= Actions to take =
- 1) In the passage on measuring refractive index, existing methods are called unsuitable for rods with a diameter below what size?
- 2) Carry on the passage on measuring refractive index, starting after its last sentence.

= Reading passage =
^^^^^^^^
Abstract:
The matter for which the refractive index is to be determined, is made available in the form of a theoretically determinable scattering or diffraction pattern. Two or more orders of diffraction may then be defined to form at least one intensity ratio. At least one intensity distribution may be formed by irradiating the scattering pattern using one light beam of a defined shape. Subsequently thereto, the intensity ratio may be formed based on the orders of diffraction of the intensity distribution. In addition, at least one portion of a characteristic curve may be determined, which represents the dependency of the intensity ratio on the refractive index, and, with whose assistance, the corresponding refractive index can be assigned to the intensity ratio formed.

Description:
FIELD OF THE INVENTION 
   The present invention relates to a method and a device for implementing the method for determining a refractive index. The present invention further relates to a method for determining a refractive index for the smallest material quantities or material structures. 
   BACKGROUND INFORMATION 
   Some methods are available for determining the refractive index. In these methods, the refractive index may be measured using ellipsometry, or by determining the critical angle of the total reflection, or internal reflection, at or off of layers, or by employing other methods based on the refraction of the light. 
   When working with the smallest material quantities, whose structural dimensions vary within the micrometer or nanometer range, the available methods for determining refractive indices can fail. For example, because of insufficiently concentrated exciting radiation and improper detection of the scattered or deflected radiation, existing methods are not suitable for amounts of matter constituted as rods, whose diameter is less than 50 micrometers. Particular difficulties arise when the matter only exists in quantities whose dimensions are less than the wavelength. This is true of certain types of material, such as photonic crystals, which can be fabricated using additive nanolithography methods, including corpuscular beam-induced deposition.
^^^^^^^^
= Stored data =
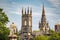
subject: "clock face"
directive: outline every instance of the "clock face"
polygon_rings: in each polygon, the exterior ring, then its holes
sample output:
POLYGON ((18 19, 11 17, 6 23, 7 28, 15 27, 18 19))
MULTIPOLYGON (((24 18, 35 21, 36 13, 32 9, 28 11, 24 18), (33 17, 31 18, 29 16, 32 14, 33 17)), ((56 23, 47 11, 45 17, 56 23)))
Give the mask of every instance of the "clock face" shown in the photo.
POLYGON ((27 25, 27 22, 25 21, 25 25, 27 25))

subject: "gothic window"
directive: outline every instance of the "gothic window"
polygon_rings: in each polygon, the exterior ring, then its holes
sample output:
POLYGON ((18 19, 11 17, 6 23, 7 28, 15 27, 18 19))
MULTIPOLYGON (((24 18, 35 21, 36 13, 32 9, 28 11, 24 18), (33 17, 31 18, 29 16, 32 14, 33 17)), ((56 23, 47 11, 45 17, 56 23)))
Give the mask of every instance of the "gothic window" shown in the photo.
POLYGON ((26 22, 26 20, 25 20, 25 25, 27 25, 27 22, 26 22))
POLYGON ((29 26, 31 26, 31 21, 29 20, 29 26))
^^^^^^^^
= Answers below =
- 1) Less than 50 micrometers.

- 2)
   SUMMARY OF THE INVENTION 
   Exemplary embodiments and/or exemplary methods of the present invention are directed to providing a device and a method, inter alia, for determining the refractive index of material quantities or amounts of matter or of material structures in the micrometer range. 
   In further exemplary embodiments and/or exemplary methods of the present invention, the matter for which the refractive index is to be determined may be made available in the form of a theoretically determinable scattering or diffraction pattern. Two or more orders of diffraction may then be defined to form at least one intensity ratio. At least one intensity distribution may be formed by irradiating the scattering pattern using one light beam of a defined shape. Subsequently thereto, the intensity ratio may be formed based on the orders of diffraction of the intensity distribution. In addition, at least one portion of a characteristic curve may be determined, which represents the dependency of the intensity ratio on the refractive index, and, with whose assistance, the specific intensity ratio may be assigned to the corresponding refractive index. 
   In further exemplary embodiments and/or exemplary methods of the present invention, the intensity ratio may be assigned to a refractive index, it may be checked whether the intensity ratio formed may be uniquely assigned to a refractive index using the characteristic curve. If this is not the case, it may be necessary to likewise implement the method steps until the intensity ratio is formed for one or more amounts of matter of another optical density. However, step b) may be retained. Again using the characteristic curve, corresponding refractive indices may then likewise be assigned to the intensity ratios of the other amounts of matter. The refractive index sought may then be selected or determined by comparing the other measuring, or test, points to the measuring point that is not to be uniquely assigned. 
   For what appears to be the first time, the described method and device of the present invention can make it possible to determine the refractive index in a simple manner, in particular for the smallest material quantities or structures of matter. 
   Further exemplary embodiments and/or exemplary methods of the present invention are provided to use a light beam in the form of a Gaussian beam. The only local action of the Gaussian beam may have the highly positive effect that the intensities of the diffraction maxima exhibit an intensified dependency on the properties of the matter that makes up the diffraction structure. This may be caused by the physical fact that, besides being dependent on the geometric structure of the matter, the scattering or diffraction is also dependent upon the optical density of the matter. 
   In further exemplary embodiments and/or exemplary methods of the present invention, to determine the intensity ratio between two diffraction maxima, higher orders of diffraction may be used. Higher-order diffraction intensities, if at all, may only have a small portion of undiffracted scattered light. Within the range of the measuring accuracy, this may not rule out using the diffraction maximum of the zeroth order and of the first order to derive one or the intensity ratio needed to determine the refractive index.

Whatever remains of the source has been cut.